TEXTO DE ESTUDIO -
Uno de los grandes retos para los periodistas que cubren migraciones es gestionar la corta y la larga distancia. Corta distancia: trabajar para el medio que les paga, satisfacer sus demandas, hacerlo de la forma más digna posible, denunciar vulneraciones de los derechos humanos que no pueden esperar, que exigen urgencia. Larga distancia: pensar hacia dónde nos conducen esas coberturas, articular ideas, buscar caminos; un libro, una exposición, una serie documental.
6. Saber para qué público escribimos y, quizá, no escribir para él
Castiguemos al escribidor de este sermón, porque él no siempre ha dado el mejor ejemplo aunque lo pretenda.
Por ejemplo, aquel 21 de junio del 2015. La primera persona en ser rescatada a bordo del barco de Médicos Sin Fronteras en el Mediterráneo fue un bebé nigeriano de tres meses llamado Praise. Su padre, Kelvin Anagha, llegó al barco poco después. Se secó, se puso una camisa azul marino con rayas rojas, grises y granates, y dio las gracias a Dios por haberlos salvado. Estábamos en la concurrida popa, en un gran tablón de madera sobre el que horas más tarde dormirían los rescatados. Subimos a la cubierta superior para estar más cómodos. Me contó que era de Nigeria, del estado de Abia, situado en el contaminado delta del Níger. No había huido de la violencia. Había migrado a Libia para buscar una vida mejor, pero allí le robaron y golpearon, y decidió que solo había una opción: probar suerte y cruzar el Mediterráneo, porque al sur de Libia, su otra salida, había un mar —de arena— tanto o más temible: el desierto del Sahara. Pagó 2000 dólares a los traficantes por tres pasajes: el de su mujer, su hijo y el suyo.
—Yo no quería ir a Europa —me dijo—. En Libia me metieron un mes en la cárcel sin que yo hiciera nada. Me rompieron el pasaporte en pedazos ante mis narices. En Libia nos trataban como a animales. Mi mujer ni siquiera fue asistida cuando parió.
—¿Cómo te sientes al haber arriesgado la vida de tu bebé de tres meses haciendo esta travesía? —le pregunté.
Era lo que yo creía que la gente quería saber. La gente: el público para el que escribo, tan ridículo como suena. Pensé en esa abstracción, en el público, antes que en la persona que tenía ante mí y que acababa de salvar la vida tras ser atacada en un bote hinchable por hombres armados. Kelvin se sintió acorralado. Buscaba justificar algo que no sabía cómo justificar.
—Lo siento, créeme, no quería que mi bebé pasara por esto, pero creo que este es el fin de mis problemas. Quiero llegar a Europa, allí la gente sabe de la vida, de tratar a los seres humanos, de derechos humanos.
Recupero esto, primero, para decir que no importa cuántas guerras hayamos cubierto, cuántas personas en movimiento hayamos entrevistado, cuánta experiencia pensemos que tenemos; nada nos inmuniza ante esas grandes constantes de la humanidad: la estulticia y la insensibilidad. Pero también muestra uno de los vicios más extendidos en el periodismo sobre migraciones —y que es también uno de los peores enemigos del periodismo en general—, explicar y buscar aquello que pensamos que el público espera. A menudo, el periodismo está en el extremo opuesto. Por eso Caparrós sugiere escribir contra el público.

MATERIAL PROPORCIONADO -
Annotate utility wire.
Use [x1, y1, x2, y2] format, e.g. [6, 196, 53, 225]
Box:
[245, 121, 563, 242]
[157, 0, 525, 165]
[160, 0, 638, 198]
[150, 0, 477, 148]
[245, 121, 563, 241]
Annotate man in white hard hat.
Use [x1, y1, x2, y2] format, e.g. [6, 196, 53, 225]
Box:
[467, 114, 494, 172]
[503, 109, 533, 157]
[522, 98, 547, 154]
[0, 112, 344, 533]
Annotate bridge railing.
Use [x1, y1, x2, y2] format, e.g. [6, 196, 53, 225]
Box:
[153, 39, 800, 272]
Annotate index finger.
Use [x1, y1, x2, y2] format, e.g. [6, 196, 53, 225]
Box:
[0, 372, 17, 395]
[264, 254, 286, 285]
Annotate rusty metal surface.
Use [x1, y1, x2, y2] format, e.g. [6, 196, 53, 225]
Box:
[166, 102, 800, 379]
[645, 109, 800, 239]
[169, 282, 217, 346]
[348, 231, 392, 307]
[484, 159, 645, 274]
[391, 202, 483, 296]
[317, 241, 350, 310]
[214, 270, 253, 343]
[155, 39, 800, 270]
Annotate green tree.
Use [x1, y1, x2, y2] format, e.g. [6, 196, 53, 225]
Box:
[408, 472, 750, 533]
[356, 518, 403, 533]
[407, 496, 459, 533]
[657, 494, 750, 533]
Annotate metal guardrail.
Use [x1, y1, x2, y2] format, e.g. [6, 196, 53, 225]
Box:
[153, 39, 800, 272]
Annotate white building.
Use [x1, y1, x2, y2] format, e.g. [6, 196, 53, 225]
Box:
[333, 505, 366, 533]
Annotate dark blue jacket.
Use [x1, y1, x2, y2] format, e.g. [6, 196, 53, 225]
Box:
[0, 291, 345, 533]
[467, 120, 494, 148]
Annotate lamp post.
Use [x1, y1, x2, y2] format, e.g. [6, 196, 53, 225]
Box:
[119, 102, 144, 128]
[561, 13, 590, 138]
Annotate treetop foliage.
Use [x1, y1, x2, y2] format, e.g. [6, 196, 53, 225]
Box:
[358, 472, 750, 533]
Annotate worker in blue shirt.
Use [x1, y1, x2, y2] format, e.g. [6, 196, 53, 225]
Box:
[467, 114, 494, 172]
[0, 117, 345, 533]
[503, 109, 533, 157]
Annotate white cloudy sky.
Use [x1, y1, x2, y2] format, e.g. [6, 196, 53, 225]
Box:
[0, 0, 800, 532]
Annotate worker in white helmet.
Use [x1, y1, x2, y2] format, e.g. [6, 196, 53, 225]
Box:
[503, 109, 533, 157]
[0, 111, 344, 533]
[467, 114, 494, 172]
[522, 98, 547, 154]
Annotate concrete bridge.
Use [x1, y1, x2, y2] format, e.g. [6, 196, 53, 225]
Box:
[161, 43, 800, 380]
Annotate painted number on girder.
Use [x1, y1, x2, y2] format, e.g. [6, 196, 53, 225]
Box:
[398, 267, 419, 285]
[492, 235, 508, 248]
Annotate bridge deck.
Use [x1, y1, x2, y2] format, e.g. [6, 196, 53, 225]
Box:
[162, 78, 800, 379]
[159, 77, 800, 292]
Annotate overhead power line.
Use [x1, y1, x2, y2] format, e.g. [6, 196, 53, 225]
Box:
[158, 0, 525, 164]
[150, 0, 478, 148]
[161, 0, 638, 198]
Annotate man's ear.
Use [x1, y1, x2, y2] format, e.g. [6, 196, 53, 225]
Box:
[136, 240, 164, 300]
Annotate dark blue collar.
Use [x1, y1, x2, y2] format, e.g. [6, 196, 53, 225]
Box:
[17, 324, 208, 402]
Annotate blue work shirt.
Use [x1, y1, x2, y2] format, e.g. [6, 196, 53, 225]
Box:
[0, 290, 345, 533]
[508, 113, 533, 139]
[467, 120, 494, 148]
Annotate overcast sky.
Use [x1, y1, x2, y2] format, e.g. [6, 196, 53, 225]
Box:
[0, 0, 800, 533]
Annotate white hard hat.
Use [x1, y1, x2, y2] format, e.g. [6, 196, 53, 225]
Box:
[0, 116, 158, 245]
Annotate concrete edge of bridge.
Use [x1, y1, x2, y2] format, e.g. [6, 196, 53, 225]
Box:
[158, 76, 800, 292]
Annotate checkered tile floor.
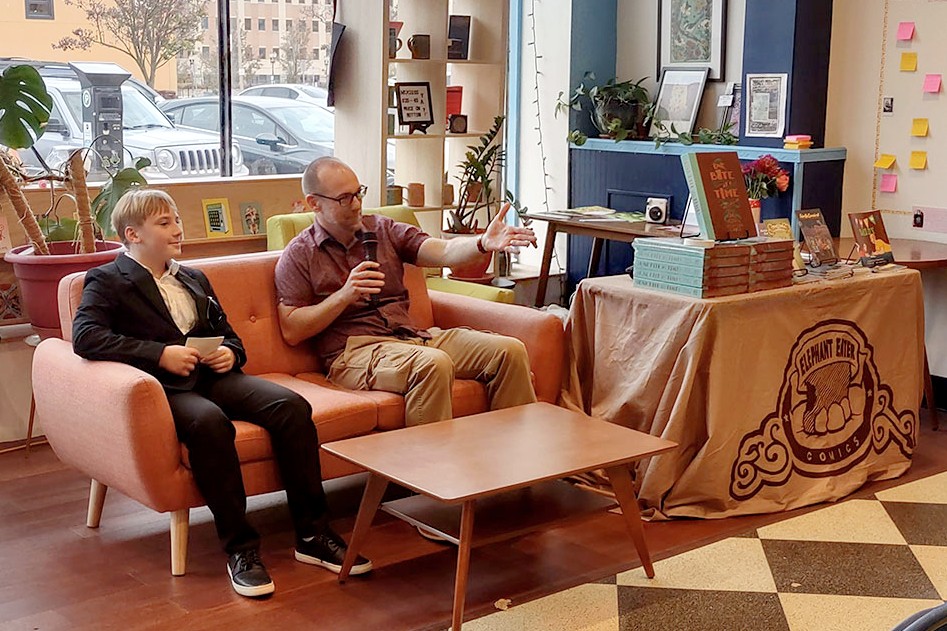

PARTES DEL EJERCICIO -
a) Para cada afirmación, di si concuerda con el texto sobre periodismo y migraciones: contesta sí o no y cita literalmente las palabras del texto que lo deciden. (i) Kelvin Anagha había huido de la violencia. (ii) Kelvin pagó 2000 dólares a los traficantes por tres pasajes. (iii) La primera persona rescatada a bordo del barco de Médicos Sin Fronteras fue el bebé Praise.
b) Prosigue, por favor, el texto sobre periodismo y migraciones a partir de su última oración.
Este material procede de otra fuente.

RESPUESTAS POR NÚMERO -
a)
(i) No: «No había huido de la violencia.»
(ii) Sí: «Pagó 2000 dólares a los traficantes por tres pasajes».
(iii) Sí: «La primera persona en ser rescatada a bordo del barco de Médicos Sin Fronteras en el Mediterráneo fue un bebé nigeriano de tres meses llamado Praise.»

b)
Hablábamos antes de la fatiga de quienes (no) leen historias de migraciones. No les demos más motivos. Es tanto el ruido generado alrededor del muro de Trump, de los naufragios en el Mediterráneo o de la guerra siria, que lo que escribamos a partir de ahora debe tener detrás un esfuerzo autocrítico y una voluntad de decir algo que contradiga. O lo que es lo mismo, sencillamente, voluntad de decir.
7. Las migraciones no son un subtema de la seguridad
Una de las secuencias más habituales en un telediario es ver una noticia sobre migraciones seguida por una de orden público o incluso terrorismo. Hay un marco mediático que criminaliza la (in)migración de forma casi subconsciente. Es el paradigma con el que se mueven una mayoría de gobiernos. Es un paradigma que el periodismo no puede comprar de forma acrítica.
Las dinámicas informativas nos ayudan a entender cómo esto también se construye desde abajo y no solo desde arriba. Algunos medios —los menos— tienen a periodistas especializados en migraciones en sus redacciones. Es un tema que ha venido para quedarse, así que sería buena idea formar a más periodistas en él, lo cual implica una relación inevitable e intensa con el ámbito de los derechos humanos.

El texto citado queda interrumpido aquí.